## Goal of the exercise
Print all entries precisely as they are written.

## Entries provided

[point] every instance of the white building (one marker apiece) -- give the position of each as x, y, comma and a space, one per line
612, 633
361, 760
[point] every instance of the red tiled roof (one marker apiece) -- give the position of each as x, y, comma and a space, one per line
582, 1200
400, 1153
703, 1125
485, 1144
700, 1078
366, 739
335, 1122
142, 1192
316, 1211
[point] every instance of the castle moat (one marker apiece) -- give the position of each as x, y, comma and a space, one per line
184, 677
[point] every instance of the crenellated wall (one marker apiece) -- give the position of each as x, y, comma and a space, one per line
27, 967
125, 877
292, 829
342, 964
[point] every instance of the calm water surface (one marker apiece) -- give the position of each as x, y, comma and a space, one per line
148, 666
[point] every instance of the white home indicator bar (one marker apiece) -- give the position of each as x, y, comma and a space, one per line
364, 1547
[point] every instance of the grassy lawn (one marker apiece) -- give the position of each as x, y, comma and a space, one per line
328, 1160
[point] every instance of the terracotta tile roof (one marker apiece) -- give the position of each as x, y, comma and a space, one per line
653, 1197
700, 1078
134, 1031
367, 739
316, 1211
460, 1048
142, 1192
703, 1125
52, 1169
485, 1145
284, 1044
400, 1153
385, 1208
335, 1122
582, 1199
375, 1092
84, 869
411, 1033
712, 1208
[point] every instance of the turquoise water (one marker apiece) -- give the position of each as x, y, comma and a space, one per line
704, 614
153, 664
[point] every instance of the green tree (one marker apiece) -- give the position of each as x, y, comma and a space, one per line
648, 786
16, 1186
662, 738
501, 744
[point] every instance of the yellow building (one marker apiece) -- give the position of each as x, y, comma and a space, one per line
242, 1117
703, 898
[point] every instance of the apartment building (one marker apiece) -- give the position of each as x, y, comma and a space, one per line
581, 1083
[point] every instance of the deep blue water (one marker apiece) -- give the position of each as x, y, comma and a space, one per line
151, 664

## Result of the task
[point] every instance of the white building (one marker apiece) -- give the position of each as x, y, comma and a space, one per line
612, 633
361, 760
[point] every instance of the red tiled roof (one marker apiece) -- give the position of each as x, y, comma and a space, one per line
582, 1200
400, 1153
703, 1125
485, 1144
700, 1078
366, 739
335, 1122
142, 1192
316, 1211
[point] every instance of the castle moat (one marker apiece) -- give the position of each as x, y, comma and a space, one per line
184, 677
[point] every instance of the crenellated wall (one marker apiece) -- give the position of each as x, y, comma and a space, one per line
27, 967
125, 877
292, 829
342, 964
[point] every instance of the calm water surface (one marker apiece) -- give the position of each as x, y, comma and a space, one per line
148, 666
[point] every instance of the white home indicator bar (one marker apiece) -- give the position of each as x, y, comma and a space, one per line
364, 1547
[point] every instance of the grassy lawn (one marker apiece) -- give the position of each as x, y, comma and a space, one per line
328, 1160
[point] every instance of the terracotta tile roof (one marker apiece) -- give the position of each as x, y, comma and a space, one per line
653, 1197
700, 1078
134, 1031
367, 739
316, 1211
460, 1048
142, 1192
703, 1125
52, 1169
485, 1145
284, 1044
400, 1153
385, 1208
335, 1122
582, 1199
375, 1092
84, 869
411, 1033
712, 1208
[point] every instance of the turquoise water (one marker apiece) -- give the position of each as x, y, comma and a space, one per line
704, 614
153, 664
[point] every instance of the green tree (one marker apiece) -- give the position of each as x, y, comma and a space, one per line
648, 786
16, 1186
662, 738
501, 744
[point] every instance of the yellow building (one marker apiece) -- give the position of each as x, y, comma and a space, one per line
242, 1117
703, 898
[point] every instance of the apartment building (one marker apiece) -- give the position of each as x, y, comma and a space, one per line
581, 1083
[point] every instance of the deep blue water (one marker apiece) -- give the position of each as x, y, comma and a space, one per line
151, 664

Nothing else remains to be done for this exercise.